— Tasks and exercises —
**a)** Translate into Spanish the following sentence from the blog post: "We did our budget this past Wednesday."
**b)** Duplicate the blog post's passage from "I've noticed that" up to and including "past Wednesday. Yikes.".

— Selection —
Saturday, March 26, 2011

Less Irritated...

Things have been SO much better since Rev's been on days!

I can see this playing out... I will love days. I will put up with nights. It won't be that bad...

I've noticed that he likes to be home a lot more during days. And it is so very very nice to be able to go to sleep with him by my side every night. (Now if only I can get on day schedule, it would be great! LOL)

~

We did our budget this past Wednesday. Yikes.

Yikes.  Yikes.  Yikes.  (1 is bad, 3 Yikes is really bad.)

It appears that, in order to make ends meet he is going to have to pick up some hours elsewhere as will I.
We got ourselves in a financial mess early in our marriage and are now paying the fiddler (or piper or whoever the fellow is... we are paying him!)

He makes enough to pay our mortgage and utilities.. and that is about it. I've been going through a rough time with the photography business... winters are always tough. It's picking up but I'm going to pick up a part-time job to help until we get out of this debt hole that we have ourselves in.

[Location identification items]
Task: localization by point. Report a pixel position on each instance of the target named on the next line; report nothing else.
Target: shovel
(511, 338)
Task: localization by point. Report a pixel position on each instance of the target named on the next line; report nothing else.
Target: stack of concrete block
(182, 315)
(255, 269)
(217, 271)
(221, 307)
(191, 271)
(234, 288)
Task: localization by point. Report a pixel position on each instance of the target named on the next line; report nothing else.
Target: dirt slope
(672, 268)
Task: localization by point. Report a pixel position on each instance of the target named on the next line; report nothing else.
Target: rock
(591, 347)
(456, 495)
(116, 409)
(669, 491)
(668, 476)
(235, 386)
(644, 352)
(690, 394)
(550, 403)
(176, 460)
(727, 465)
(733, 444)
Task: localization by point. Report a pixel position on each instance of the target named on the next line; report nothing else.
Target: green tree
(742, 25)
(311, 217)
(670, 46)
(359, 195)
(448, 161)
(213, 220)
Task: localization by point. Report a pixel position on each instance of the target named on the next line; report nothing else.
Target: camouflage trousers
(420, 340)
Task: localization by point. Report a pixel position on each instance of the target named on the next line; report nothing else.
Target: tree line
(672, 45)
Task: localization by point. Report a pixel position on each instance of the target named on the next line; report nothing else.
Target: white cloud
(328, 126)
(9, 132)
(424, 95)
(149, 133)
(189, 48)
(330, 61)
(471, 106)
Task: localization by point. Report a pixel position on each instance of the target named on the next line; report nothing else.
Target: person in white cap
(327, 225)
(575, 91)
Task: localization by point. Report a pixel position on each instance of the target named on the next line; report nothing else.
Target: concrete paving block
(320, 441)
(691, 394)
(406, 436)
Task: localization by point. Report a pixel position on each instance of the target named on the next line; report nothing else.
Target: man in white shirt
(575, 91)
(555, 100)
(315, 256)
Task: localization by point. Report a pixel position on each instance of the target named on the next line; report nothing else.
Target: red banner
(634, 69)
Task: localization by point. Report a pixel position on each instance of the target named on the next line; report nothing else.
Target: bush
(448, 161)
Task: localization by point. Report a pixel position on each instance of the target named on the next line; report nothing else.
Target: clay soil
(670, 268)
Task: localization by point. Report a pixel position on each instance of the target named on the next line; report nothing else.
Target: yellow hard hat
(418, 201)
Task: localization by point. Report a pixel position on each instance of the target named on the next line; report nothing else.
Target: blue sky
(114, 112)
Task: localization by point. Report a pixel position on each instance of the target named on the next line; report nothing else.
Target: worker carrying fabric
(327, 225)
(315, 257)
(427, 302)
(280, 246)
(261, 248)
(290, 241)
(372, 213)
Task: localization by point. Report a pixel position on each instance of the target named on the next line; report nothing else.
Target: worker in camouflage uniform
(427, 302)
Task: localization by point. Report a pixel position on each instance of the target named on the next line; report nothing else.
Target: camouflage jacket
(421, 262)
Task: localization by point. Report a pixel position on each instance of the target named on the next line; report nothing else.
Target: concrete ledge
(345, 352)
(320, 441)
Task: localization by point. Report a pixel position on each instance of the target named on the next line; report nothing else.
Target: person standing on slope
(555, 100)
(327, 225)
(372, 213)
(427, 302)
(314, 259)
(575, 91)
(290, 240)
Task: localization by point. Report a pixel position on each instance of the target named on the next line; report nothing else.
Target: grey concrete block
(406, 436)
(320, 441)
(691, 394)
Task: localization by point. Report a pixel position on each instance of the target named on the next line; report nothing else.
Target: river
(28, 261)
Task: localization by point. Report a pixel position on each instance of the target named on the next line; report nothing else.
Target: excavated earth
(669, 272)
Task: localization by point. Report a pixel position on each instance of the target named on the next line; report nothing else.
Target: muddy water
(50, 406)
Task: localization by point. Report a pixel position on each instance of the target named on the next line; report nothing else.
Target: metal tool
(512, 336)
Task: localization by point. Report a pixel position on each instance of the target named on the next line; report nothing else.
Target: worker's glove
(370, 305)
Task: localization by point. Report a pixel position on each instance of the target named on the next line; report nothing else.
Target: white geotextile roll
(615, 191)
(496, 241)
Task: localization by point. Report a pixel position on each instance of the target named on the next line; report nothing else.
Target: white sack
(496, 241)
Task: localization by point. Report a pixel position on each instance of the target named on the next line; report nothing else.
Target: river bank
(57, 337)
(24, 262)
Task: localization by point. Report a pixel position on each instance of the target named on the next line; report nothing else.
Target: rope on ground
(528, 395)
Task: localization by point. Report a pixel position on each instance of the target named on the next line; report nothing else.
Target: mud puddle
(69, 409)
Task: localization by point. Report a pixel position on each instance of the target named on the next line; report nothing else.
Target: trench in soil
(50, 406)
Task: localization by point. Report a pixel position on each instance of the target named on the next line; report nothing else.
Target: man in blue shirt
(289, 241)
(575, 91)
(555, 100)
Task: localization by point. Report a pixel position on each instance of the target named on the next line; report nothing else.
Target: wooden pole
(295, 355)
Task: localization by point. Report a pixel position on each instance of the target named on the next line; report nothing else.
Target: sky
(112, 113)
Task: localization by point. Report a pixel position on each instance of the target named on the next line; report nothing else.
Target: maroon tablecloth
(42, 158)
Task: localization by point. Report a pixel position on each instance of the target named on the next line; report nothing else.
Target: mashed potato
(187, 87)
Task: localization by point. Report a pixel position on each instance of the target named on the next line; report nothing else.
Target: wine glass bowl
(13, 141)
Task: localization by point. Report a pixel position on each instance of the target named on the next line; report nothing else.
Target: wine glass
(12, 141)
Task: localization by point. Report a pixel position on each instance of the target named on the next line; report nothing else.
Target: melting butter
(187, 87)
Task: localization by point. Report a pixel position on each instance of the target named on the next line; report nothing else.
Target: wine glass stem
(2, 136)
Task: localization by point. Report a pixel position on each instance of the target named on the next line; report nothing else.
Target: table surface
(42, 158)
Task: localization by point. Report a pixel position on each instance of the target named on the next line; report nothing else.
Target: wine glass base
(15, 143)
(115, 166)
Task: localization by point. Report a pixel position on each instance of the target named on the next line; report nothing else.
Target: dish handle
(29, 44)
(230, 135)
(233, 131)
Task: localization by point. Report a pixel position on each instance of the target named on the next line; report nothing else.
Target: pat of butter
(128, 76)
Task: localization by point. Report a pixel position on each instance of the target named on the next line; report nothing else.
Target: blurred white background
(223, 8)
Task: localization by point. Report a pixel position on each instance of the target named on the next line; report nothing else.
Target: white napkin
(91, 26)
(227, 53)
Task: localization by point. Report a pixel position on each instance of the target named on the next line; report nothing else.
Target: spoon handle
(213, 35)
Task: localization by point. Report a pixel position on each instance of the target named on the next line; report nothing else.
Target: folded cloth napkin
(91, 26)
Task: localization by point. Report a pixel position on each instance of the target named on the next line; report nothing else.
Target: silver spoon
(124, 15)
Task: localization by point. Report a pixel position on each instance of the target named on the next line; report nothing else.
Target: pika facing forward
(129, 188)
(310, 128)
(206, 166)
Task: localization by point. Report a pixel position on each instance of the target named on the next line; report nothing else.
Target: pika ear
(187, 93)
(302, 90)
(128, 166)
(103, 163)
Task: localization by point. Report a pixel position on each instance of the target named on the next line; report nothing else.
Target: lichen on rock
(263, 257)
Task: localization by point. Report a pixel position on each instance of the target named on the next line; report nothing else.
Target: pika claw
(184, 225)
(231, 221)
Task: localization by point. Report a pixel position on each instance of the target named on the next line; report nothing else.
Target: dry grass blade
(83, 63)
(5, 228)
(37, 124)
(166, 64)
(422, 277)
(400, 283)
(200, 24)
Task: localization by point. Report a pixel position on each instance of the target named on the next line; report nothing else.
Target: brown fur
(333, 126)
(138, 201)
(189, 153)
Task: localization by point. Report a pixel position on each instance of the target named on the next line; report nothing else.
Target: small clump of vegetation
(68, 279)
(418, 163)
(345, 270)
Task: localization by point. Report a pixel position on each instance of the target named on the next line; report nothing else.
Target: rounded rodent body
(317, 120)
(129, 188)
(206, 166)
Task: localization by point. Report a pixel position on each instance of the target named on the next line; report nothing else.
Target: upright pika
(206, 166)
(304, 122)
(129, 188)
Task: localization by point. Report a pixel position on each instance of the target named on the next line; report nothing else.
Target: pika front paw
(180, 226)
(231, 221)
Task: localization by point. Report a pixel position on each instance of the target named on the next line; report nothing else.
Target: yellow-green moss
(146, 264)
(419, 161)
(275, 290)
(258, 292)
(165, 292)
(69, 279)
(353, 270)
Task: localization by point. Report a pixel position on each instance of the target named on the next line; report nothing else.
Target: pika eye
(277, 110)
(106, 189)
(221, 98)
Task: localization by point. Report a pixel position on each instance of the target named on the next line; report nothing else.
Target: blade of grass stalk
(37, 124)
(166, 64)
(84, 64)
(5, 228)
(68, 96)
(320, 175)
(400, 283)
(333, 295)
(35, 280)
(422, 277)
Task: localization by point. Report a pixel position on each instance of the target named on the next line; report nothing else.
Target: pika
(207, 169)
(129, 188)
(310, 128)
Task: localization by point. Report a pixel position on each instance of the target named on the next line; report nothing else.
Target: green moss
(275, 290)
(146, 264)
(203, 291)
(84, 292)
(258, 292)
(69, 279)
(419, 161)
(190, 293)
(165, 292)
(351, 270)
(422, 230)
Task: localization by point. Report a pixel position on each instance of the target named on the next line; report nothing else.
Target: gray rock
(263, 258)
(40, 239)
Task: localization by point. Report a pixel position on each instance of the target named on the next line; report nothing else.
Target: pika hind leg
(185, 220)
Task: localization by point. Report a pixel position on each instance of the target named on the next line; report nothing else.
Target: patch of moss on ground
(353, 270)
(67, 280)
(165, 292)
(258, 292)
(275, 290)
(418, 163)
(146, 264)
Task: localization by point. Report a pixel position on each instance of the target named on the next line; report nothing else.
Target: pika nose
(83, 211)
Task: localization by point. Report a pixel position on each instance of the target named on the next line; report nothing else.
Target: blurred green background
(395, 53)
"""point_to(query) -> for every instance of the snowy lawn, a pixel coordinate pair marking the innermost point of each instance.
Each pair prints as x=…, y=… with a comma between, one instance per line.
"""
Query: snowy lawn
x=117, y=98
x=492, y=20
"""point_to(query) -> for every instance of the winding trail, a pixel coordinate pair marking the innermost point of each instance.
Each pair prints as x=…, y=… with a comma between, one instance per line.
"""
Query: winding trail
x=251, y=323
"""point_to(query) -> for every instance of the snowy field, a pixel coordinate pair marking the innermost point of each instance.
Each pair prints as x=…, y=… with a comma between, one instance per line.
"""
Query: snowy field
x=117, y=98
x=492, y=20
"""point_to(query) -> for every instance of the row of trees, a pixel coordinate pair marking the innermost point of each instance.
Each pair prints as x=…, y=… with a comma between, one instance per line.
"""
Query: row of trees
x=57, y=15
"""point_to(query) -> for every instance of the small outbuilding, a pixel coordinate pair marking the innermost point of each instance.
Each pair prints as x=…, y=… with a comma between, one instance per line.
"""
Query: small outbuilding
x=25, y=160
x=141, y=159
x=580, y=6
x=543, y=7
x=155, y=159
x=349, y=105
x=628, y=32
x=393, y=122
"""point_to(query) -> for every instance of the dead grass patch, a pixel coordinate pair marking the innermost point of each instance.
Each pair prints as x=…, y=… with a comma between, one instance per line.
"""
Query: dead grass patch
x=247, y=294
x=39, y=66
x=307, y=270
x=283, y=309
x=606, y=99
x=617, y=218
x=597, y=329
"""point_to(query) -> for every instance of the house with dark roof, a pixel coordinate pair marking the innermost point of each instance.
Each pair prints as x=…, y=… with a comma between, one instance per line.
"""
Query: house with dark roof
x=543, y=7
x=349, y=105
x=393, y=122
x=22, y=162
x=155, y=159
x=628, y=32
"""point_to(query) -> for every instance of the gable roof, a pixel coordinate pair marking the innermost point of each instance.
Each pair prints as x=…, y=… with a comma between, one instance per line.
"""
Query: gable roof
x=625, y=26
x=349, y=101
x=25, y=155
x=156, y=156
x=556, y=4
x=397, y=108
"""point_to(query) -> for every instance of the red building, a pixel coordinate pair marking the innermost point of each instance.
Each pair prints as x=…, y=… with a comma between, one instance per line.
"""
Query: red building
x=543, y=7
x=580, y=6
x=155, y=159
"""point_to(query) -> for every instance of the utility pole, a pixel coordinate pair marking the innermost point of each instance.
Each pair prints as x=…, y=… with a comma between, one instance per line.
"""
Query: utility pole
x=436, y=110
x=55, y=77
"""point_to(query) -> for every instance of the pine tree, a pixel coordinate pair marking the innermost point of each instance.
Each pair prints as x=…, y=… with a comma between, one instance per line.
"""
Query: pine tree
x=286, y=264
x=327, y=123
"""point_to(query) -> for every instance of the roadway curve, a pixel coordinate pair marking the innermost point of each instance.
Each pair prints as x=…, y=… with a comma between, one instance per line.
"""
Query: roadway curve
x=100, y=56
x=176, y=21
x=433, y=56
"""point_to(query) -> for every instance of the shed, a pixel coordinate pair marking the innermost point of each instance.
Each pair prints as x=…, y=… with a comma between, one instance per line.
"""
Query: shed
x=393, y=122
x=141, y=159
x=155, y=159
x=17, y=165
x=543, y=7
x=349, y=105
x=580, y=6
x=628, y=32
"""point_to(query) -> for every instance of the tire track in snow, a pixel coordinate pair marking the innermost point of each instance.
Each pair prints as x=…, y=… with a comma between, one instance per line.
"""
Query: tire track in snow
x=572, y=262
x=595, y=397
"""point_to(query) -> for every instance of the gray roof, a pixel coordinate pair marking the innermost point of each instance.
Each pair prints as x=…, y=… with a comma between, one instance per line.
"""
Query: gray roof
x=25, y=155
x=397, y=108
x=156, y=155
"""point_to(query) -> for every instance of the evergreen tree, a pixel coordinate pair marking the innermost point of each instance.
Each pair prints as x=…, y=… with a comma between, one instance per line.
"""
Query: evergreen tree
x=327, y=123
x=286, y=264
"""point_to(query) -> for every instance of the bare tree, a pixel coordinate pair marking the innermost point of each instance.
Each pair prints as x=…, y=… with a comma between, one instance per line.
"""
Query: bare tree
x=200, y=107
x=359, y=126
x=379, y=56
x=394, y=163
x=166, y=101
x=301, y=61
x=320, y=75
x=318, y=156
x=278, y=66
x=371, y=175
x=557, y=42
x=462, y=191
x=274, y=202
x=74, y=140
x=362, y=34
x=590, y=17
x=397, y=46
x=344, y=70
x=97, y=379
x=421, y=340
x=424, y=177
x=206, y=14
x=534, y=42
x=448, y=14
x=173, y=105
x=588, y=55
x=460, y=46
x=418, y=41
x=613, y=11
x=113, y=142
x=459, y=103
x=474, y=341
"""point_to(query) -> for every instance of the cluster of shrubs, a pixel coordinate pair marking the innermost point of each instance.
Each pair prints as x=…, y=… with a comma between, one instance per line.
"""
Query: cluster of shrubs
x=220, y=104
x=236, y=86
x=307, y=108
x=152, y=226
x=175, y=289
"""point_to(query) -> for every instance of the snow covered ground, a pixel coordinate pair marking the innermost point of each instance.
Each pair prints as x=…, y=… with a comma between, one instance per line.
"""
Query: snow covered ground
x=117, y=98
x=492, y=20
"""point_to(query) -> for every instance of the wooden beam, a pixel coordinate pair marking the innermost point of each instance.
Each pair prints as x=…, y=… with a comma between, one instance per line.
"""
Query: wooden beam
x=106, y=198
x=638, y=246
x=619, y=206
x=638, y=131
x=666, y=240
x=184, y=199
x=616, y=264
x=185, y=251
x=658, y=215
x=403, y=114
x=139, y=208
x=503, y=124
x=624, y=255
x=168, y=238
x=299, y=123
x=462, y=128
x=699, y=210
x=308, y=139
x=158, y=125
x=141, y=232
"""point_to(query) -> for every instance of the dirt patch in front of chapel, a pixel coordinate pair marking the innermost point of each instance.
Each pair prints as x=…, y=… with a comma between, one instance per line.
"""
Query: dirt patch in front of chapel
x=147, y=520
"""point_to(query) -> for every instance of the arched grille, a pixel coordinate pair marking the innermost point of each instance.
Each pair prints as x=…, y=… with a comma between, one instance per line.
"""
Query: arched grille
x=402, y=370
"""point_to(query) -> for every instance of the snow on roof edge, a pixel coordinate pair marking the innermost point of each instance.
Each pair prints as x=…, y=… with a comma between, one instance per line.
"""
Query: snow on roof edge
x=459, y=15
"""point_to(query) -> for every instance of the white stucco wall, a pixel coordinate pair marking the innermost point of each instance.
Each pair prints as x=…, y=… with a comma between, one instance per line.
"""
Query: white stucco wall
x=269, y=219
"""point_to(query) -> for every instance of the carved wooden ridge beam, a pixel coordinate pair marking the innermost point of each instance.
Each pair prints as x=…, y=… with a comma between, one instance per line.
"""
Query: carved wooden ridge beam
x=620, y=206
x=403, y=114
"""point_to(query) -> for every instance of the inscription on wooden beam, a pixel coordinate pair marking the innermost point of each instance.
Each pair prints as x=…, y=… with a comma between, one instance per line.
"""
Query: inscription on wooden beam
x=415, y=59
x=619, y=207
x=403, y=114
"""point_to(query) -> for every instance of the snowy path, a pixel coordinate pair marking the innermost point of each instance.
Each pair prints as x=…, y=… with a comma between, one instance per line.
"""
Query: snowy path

— Answers to each task —
**a)** Hicimos nuestro presupuesto este miércoles pasado.

**b)**
I've noticed that he likes to be home a lot more during days. And it is so very very nice to be able to go to sleep with him by my side every night. (Now if only I can get on day schedule, it would be great! LOL)

~

We did our budget this past Wednesday. Yikes.